Repite sin cambios el tramo del listado que va desde la línea que contiene "If you could identify the railway track" hasta el final del listado, con ambos extremos incluidos.

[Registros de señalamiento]
* * *
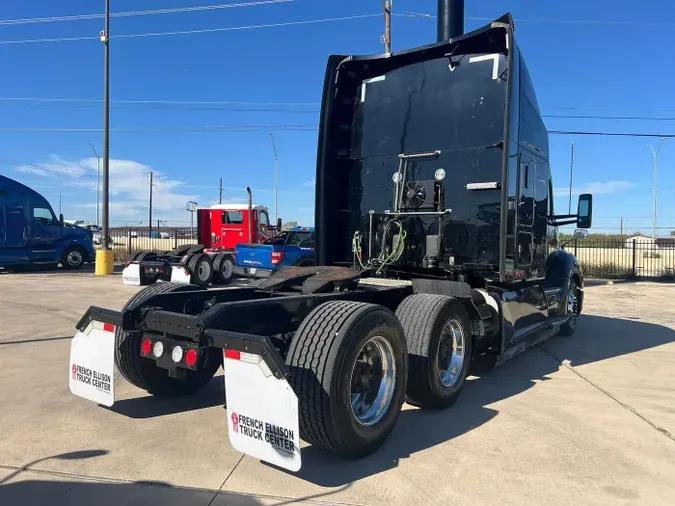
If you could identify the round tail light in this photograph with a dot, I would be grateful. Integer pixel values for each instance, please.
(146, 346)
(177, 354)
(191, 358)
(158, 349)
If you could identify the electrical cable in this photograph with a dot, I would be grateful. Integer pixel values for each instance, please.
(205, 30)
(128, 14)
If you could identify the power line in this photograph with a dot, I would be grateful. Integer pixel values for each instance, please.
(425, 15)
(34, 166)
(610, 134)
(127, 14)
(205, 30)
(592, 116)
(209, 128)
(152, 102)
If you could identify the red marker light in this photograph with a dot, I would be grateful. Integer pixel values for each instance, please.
(233, 354)
(146, 346)
(191, 357)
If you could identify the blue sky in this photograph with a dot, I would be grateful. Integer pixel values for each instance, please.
(577, 68)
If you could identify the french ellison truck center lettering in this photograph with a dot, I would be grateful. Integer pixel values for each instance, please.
(279, 437)
(91, 377)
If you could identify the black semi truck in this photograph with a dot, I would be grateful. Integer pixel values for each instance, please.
(437, 252)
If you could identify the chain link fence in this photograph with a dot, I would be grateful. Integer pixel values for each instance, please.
(127, 241)
(633, 258)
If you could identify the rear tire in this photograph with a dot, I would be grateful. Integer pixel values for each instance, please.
(143, 372)
(73, 258)
(438, 331)
(223, 268)
(573, 310)
(334, 383)
(146, 279)
(200, 268)
(182, 250)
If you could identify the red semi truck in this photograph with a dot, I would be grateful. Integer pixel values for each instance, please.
(219, 229)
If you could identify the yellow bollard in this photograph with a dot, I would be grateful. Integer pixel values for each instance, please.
(105, 262)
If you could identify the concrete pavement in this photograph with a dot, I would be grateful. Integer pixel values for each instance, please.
(588, 419)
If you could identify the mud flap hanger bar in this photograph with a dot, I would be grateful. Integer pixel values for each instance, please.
(105, 316)
(249, 343)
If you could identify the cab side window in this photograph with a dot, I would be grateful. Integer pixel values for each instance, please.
(44, 216)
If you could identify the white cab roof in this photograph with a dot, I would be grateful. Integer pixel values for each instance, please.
(236, 207)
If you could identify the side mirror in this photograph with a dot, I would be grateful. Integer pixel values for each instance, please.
(585, 211)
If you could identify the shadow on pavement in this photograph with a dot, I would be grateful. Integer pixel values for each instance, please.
(597, 338)
(60, 489)
(213, 394)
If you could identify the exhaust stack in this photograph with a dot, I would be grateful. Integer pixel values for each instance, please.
(251, 237)
(450, 19)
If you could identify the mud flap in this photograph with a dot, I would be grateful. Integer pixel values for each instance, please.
(131, 275)
(262, 411)
(91, 372)
(180, 275)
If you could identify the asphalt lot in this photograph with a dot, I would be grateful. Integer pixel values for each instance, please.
(582, 420)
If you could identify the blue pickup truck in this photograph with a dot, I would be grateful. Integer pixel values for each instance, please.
(294, 247)
(30, 233)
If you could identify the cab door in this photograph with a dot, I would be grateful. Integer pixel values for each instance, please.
(13, 236)
(45, 233)
(525, 205)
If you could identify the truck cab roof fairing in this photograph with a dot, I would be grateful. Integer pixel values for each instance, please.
(335, 131)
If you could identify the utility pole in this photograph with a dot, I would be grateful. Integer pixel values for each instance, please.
(569, 209)
(150, 208)
(98, 184)
(106, 264)
(655, 153)
(386, 4)
(276, 180)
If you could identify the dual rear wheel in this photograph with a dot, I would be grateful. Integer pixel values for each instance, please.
(354, 364)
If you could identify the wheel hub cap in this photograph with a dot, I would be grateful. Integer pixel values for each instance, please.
(373, 380)
(451, 353)
(74, 258)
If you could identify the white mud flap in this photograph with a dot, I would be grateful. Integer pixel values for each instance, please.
(131, 275)
(262, 411)
(180, 275)
(91, 372)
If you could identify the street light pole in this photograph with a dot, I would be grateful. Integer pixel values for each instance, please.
(98, 185)
(276, 180)
(105, 38)
(655, 153)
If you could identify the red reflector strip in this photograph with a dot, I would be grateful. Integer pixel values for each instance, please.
(233, 354)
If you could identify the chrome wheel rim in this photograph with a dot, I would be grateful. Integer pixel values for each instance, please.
(373, 381)
(573, 306)
(74, 258)
(451, 353)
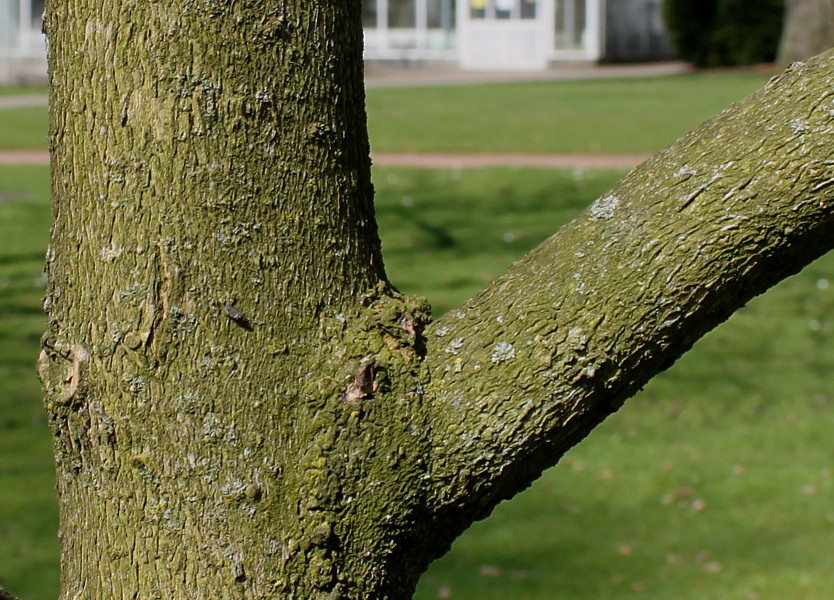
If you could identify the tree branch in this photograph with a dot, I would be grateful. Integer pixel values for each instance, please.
(527, 368)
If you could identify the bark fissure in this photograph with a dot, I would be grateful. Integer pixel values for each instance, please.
(243, 406)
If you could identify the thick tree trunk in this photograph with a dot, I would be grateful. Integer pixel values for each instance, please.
(808, 30)
(243, 407)
(216, 292)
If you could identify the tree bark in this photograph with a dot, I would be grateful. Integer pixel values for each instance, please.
(808, 30)
(243, 407)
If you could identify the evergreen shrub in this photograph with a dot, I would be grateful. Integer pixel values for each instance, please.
(714, 33)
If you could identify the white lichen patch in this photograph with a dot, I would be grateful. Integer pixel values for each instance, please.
(684, 172)
(604, 208)
(111, 253)
(799, 125)
(454, 346)
(502, 351)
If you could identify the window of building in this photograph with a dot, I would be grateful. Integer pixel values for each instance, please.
(502, 9)
(570, 24)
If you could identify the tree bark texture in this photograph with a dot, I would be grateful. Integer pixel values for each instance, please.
(808, 30)
(242, 405)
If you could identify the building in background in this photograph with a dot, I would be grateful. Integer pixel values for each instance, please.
(22, 45)
(474, 34)
(514, 34)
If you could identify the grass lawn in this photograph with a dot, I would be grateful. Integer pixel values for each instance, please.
(604, 116)
(714, 482)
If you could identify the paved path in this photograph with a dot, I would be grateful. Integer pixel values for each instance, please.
(431, 161)
(378, 75)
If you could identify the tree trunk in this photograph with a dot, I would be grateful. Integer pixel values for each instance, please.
(243, 407)
(808, 30)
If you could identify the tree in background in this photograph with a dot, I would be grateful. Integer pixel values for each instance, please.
(712, 33)
(243, 406)
(808, 30)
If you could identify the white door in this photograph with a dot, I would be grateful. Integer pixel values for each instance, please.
(504, 34)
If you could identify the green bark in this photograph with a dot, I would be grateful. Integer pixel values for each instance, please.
(242, 405)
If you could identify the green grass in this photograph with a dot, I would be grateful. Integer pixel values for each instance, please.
(714, 482)
(23, 90)
(604, 116)
(28, 544)
(23, 128)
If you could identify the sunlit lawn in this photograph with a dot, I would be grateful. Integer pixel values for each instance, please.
(714, 482)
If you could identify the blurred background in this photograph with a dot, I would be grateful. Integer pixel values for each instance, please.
(492, 123)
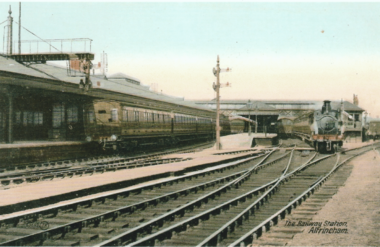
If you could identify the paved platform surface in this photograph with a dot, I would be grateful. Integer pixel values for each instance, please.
(242, 140)
(32, 144)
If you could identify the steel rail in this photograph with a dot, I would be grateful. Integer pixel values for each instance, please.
(181, 226)
(147, 227)
(194, 220)
(137, 190)
(113, 214)
(100, 168)
(95, 219)
(97, 159)
(279, 215)
(217, 236)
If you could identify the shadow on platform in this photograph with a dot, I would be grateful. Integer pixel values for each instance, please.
(244, 140)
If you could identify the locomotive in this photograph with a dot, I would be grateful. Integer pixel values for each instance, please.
(116, 125)
(324, 128)
(373, 131)
(239, 124)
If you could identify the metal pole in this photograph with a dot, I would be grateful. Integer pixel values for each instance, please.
(19, 29)
(256, 121)
(10, 117)
(217, 105)
(10, 38)
(249, 116)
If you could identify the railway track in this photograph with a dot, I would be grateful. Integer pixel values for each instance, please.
(167, 213)
(15, 175)
(132, 200)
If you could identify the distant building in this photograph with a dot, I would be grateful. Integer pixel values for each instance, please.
(269, 112)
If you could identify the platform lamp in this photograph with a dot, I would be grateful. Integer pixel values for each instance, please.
(256, 120)
(249, 105)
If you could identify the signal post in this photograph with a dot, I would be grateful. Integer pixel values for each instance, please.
(217, 87)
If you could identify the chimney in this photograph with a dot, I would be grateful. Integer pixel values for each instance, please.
(10, 32)
(326, 106)
(356, 100)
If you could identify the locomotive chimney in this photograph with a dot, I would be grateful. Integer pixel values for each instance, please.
(326, 106)
(10, 32)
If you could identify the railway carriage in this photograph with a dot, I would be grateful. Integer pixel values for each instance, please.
(116, 125)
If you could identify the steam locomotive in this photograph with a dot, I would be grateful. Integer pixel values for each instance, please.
(324, 128)
(116, 125)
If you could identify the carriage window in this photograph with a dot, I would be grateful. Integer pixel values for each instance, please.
(27, 118)
(114, 115)
(90, 116)
(38, 118)
(136, 116)
(125, 115)
(58, 115)
(72, 114)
* * *
* **Respuesta**:
If you could identify the railway track in this photograph with a dot, I would be grateful. Integer pixel values for each instance, please.
(167, 213)
(15, 175)
(132, 200)
If you could identify the distant building in this photograph with a dot, I would be grateful. Integer pixel values for each instance, please.
(269, 112)
If you could identify the platform lamp in this photograph with a dot, I would be grateful. Integer pixel values for each instance, please.
(256, 120)
(249, 105)
If you could identify the signal post in this photograph with a dot, I would be grateful. Integer pixel values for each instance, please.
(217, 87)
If you could identify the chimney in this photograph with a dot, I would be grateful. Integer pixel values for each instance, please.
(10, 32)
(326, 106)
(356, 100)
If you could identify the locomotive chimney in this photograph with a dot, I would be grateful. Integer pixel values for each instance, please.
(326, 106)
(10, 32)
If you could identify the railway carriage in this photograph with a dot, I would be grateful. Integer pixel values for each instance, please.
(116, 125)
If you could identify the steam locomotive in this photograph with a dot, I would be grateful. Integer pixel values for each instance, please.
(324, 128)
(116, 125)
If you could identify the carriage window in this photograph with a dot, I would be grateful. Integer pixel values for each instance, please.
(27, 118)
(114, 115)
(90, 116)
(38, 118)
(136, 116)
(125, 115)
(58, 115)
(72, 114)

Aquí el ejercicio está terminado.